→ **Brano selezionato**:
Nello studio sono stati arruolati quarantaquattro pazienti con amiloidosi hATTR e polineuropatia provenienti da undici centri italiani, che hanno ricevuto patisiran nell'ambito di un programma di uso compassionevole; quattro sono poi stati esclusi dall'analisi a causa di un follow-up incompleto o di complicazioni legate al COVID-19 che hanno comportato una mancata aderenza alla terapia. Al momento di iniziare il trattamento con patisiran, 34 pazienti (l'85%) stavano assumendo il farmaco tafamidis, uno stabilizzatore del tetramero di TTR, ma nessuno di loro ha ricevuto una doppia terapia: la decisione di passare a patisiran, infatti, è stata presa a causa della progressione della malattia con tafamidis.

→ **Dati di localizzazione con un punto per istanza**:
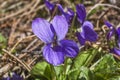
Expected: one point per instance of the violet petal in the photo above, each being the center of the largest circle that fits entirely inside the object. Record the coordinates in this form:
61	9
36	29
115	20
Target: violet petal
41	28
70	47
89	33
54	56
60	26
81	13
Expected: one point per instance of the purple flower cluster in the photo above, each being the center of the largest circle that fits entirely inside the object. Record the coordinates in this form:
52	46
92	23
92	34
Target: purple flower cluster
53	33
116	33
14	77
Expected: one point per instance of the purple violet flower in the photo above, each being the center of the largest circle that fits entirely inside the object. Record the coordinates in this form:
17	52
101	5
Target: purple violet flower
87	32
14	77
53	35
114	32
68	15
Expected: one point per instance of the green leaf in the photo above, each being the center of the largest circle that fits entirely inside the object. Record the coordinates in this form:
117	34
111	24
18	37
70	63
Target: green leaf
50	72
106	68
38	70
73	74
3	41
84	58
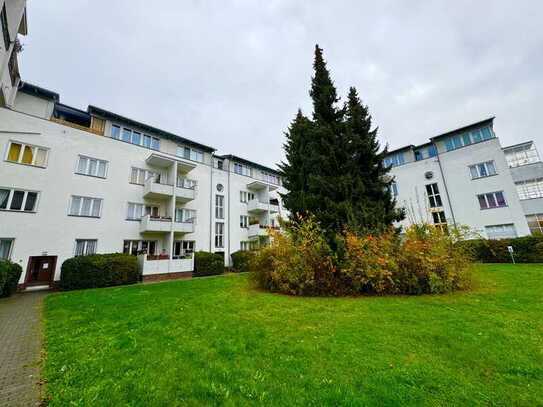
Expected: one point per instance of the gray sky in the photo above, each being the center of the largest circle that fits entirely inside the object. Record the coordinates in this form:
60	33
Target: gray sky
231	74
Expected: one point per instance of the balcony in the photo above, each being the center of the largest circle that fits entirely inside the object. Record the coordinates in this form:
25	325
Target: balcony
255	206
164	224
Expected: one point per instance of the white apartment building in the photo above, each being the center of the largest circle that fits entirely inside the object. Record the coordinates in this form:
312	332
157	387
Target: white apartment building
462	177
77	182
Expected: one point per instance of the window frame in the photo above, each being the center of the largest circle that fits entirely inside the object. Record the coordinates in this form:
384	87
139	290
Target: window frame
34	148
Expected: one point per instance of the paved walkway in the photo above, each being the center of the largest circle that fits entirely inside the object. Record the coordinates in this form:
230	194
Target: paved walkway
20	346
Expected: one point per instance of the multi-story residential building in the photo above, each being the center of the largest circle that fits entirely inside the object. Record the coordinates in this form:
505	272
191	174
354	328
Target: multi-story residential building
12	23
76	182
527	171
461	177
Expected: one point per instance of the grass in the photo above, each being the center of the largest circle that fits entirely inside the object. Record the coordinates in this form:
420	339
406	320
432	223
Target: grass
216	341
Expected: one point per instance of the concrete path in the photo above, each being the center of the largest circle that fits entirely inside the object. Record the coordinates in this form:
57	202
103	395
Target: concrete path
20	346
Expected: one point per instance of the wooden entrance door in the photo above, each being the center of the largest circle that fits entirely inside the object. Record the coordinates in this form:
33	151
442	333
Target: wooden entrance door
41	269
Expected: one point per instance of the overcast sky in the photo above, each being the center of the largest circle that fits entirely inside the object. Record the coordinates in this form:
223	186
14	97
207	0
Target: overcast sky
231	74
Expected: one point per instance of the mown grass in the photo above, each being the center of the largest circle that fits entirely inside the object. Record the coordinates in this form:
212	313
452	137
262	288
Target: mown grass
216	341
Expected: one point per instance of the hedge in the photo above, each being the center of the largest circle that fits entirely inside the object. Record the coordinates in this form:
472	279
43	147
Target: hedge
10	273
527	249
208	264
241	260
99	270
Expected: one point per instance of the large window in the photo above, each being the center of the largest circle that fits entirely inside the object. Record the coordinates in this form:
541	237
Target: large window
434	197
467	138
530	189
91	166
85	206
190	154
134	137
85	247
535	223
521	155
482	170
219	206
491	200
219	234
18	200
183	248
501	231
6	246
28	154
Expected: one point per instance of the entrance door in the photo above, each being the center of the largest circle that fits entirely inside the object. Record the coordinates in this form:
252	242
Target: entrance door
41	269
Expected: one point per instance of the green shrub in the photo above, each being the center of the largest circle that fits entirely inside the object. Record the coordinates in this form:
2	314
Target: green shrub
527	249
99	270
208	264
241	260
10	273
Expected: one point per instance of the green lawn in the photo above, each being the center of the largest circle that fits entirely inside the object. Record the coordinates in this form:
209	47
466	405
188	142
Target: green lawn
217	341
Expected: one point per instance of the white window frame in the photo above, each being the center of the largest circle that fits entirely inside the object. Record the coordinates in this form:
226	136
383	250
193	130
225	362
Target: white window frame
25	192
86	171
85	251
80	207
34	148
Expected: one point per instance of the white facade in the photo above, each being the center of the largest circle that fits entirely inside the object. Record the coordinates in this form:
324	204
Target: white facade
95	193
474	183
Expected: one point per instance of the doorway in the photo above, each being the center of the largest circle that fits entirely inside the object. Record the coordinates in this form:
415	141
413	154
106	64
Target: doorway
41	270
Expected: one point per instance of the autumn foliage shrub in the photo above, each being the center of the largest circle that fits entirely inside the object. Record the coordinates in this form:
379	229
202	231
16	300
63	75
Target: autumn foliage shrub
423	260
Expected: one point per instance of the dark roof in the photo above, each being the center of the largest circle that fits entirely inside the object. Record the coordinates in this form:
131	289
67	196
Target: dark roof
251	163
481	123
115	117
34	90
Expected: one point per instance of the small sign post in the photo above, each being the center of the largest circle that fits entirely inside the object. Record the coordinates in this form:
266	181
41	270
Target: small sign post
511	251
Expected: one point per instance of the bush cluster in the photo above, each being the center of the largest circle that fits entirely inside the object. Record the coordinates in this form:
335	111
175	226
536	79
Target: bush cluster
241	260
527	249
301	262
99	270
208	264
10	273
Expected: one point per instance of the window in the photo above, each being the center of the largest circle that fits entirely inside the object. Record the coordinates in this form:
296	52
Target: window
219	234
501	231
529	189
85	206
482	170
433	196
139	175
27	154
91	166
535	223
183	248
85	247
219	206
491	200
242	169
243	221
245	196
134	137
18	200
394	160
5	31
5	248
521	155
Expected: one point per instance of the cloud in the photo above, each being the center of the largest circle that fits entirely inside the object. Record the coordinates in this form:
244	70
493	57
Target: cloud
232	74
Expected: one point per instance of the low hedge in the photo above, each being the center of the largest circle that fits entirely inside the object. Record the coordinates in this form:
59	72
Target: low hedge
241	260
208	264
99	270
10	273
527	249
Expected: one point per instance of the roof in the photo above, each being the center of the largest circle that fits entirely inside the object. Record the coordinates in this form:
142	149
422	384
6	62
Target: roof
115	117
251	163
34	90
481	123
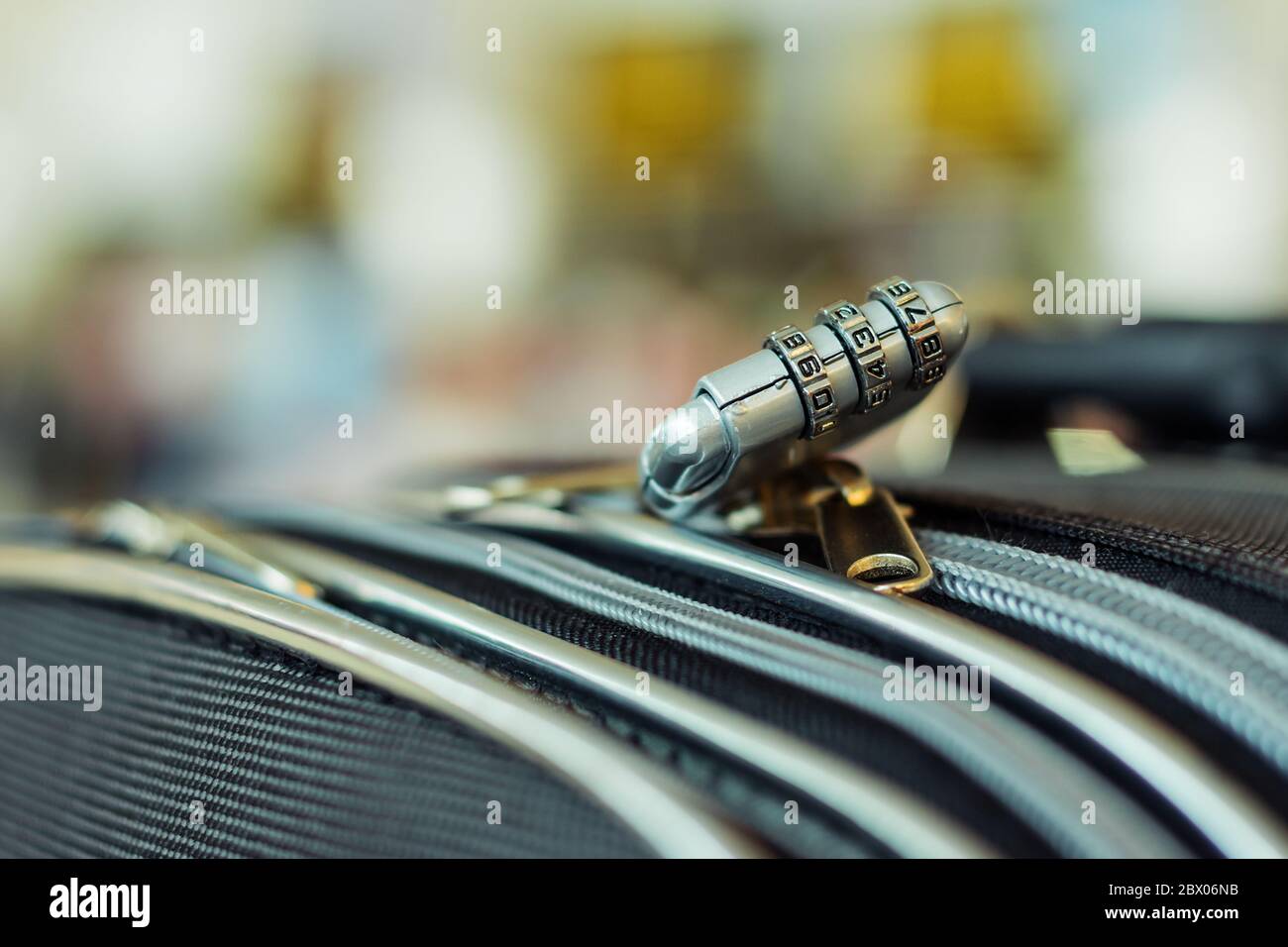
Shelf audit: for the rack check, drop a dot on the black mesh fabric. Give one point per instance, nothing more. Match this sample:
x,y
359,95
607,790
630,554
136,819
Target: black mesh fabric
x,y
279,761
849,733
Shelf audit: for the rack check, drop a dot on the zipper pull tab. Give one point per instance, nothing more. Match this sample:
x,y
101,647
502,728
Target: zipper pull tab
x,y
863,531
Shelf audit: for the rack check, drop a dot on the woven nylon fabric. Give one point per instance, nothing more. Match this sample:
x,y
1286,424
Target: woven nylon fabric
x,y
281,763
1186,566
849,733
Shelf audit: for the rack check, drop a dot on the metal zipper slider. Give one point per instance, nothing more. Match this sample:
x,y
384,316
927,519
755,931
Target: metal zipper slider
x,y
864,534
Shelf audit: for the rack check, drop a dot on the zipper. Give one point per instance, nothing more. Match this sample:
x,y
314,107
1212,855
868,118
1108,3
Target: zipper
x,y
876,806
312,577
1186,650
1033,776
1229,815
644,796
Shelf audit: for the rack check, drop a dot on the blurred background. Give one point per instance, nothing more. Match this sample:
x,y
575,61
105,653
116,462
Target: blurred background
x,y
496,269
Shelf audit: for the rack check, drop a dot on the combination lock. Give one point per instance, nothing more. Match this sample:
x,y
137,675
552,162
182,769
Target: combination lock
x,y
806,392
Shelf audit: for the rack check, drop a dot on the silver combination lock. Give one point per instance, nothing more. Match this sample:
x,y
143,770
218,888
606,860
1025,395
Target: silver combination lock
x,y
806,392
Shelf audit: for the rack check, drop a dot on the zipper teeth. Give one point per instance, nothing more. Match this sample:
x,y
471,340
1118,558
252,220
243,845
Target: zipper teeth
x,y
1005,755
1184,647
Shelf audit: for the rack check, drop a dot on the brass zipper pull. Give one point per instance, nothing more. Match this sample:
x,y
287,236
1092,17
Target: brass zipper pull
x,y
864,534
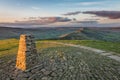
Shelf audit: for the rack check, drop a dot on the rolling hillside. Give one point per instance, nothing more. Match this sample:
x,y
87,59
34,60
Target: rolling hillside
x,y
93,34
64,33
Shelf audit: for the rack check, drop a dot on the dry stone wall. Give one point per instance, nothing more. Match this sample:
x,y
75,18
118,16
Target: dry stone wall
x,y
27,56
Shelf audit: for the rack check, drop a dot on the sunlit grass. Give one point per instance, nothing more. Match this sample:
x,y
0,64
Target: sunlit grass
x,y
103,45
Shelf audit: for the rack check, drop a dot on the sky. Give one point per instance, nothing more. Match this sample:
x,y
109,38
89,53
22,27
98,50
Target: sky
x,y
44,12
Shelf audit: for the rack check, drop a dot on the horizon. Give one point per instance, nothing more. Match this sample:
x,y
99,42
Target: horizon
x,y
55,13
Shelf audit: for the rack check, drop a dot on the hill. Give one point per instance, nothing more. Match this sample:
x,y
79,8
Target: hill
x,y
93,34
64,33
39,33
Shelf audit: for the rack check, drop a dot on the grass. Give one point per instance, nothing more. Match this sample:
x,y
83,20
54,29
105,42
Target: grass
x,y
71,63
103,45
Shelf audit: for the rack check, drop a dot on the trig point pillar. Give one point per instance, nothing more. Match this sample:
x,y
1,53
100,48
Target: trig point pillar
x,y
27,56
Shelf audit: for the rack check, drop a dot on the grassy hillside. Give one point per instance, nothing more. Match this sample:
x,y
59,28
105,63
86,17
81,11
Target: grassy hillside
x,y
91,34
104,45
71,33
39,33
61,62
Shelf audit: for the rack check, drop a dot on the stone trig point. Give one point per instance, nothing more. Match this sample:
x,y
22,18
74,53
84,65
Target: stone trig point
x,y
27,56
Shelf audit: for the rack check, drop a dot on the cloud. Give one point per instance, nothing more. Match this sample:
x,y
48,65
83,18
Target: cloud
x,y
89,3
35,8
109,14
72,13
39,21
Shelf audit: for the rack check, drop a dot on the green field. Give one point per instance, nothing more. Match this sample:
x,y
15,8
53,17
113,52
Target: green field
x,y
65,62
103,45
10,46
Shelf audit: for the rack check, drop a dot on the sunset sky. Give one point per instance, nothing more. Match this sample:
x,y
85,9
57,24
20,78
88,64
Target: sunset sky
x,y
52,11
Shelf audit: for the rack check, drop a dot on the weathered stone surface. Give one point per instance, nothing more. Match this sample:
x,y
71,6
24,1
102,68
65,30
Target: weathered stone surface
x,y
27,55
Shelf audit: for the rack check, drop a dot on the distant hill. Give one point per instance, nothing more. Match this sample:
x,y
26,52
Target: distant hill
x,y
106,34
39,33
64,33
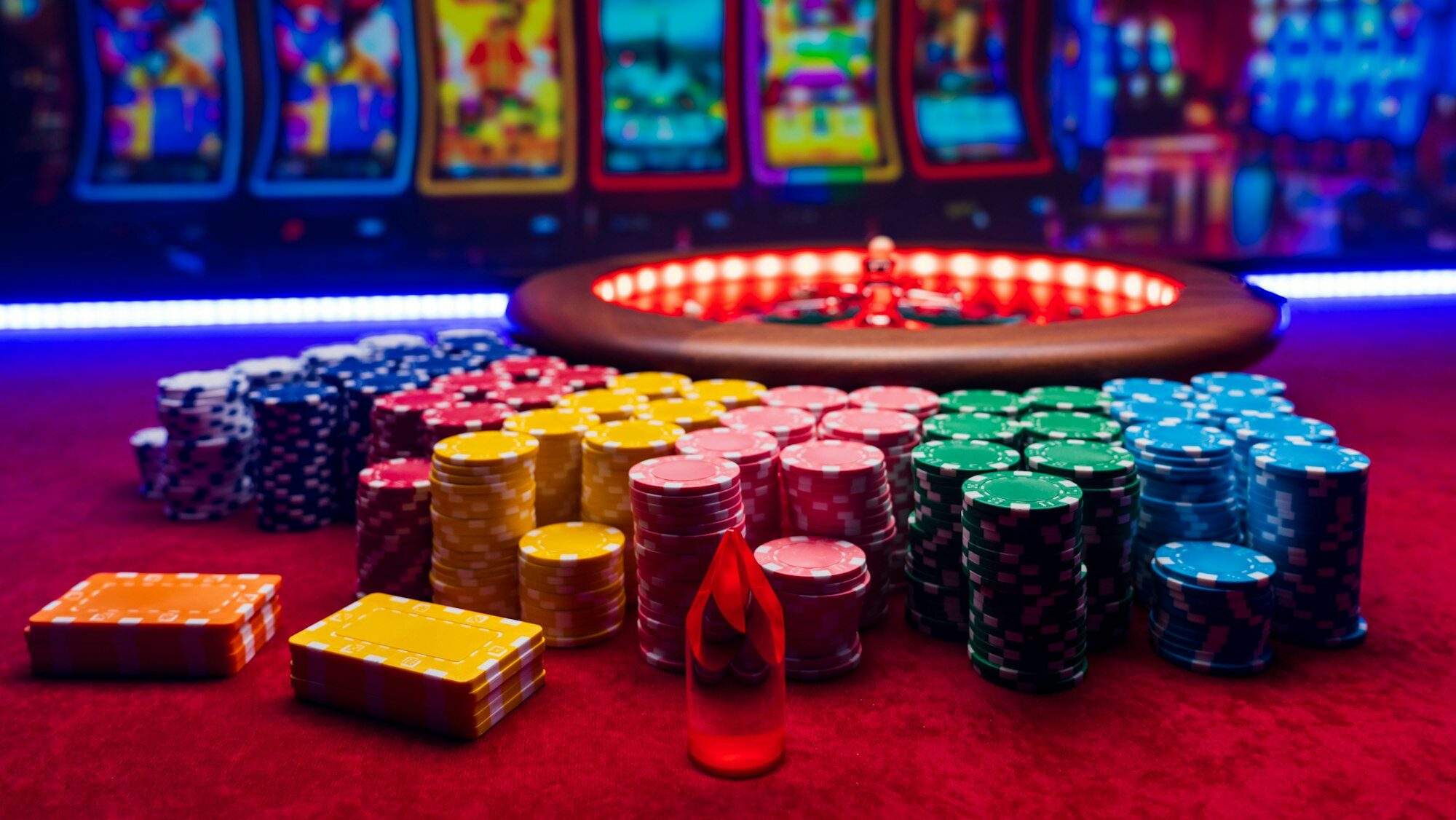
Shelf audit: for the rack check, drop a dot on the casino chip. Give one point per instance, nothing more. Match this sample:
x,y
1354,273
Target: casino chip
x,y
1112,493
841,490
571,582
155,624
392,528
822,586
1023,557
1307,510
1212,608
682,506
423,665
483,500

→ **Consegna**: Modifica il brano selezionato riscrivendo tutto ciò che va da "Nello studio sono" fino a "malattia con tafamidis.", sostituendo "patisiran" con "vutrisiran". Le righe sono materiale a sé, indipendente dal brano selezionato.

→ **Soluzione**:
Nello studio sono stati arruolati quarantaquattro pazienti con amiloidosi hATTR e polineuropatia provenienti da undici centri italiani, che hanno ricevuto vutrisiran nell'ambito di un programma di uso compassionevole; quattro sono poi stati esclusi dall'analisi a causa di un follow-up incompleto o di complicazioni legate al COVID-19 che hanno comportato una mancata aderenza alla terapia. Al momento di iniziare il trattamento con vutrisiran, 34 pazienti (l'85%) stavano assumendo il farmaco tafamidis, uno stabilizzatore del tetramero di TTR, ma nessuno di loro ha ricevuto una doppia terapia: la decisione di passare a vutrisiran, infatti, è stata presa a causa della progressione della malattia con tafamidis.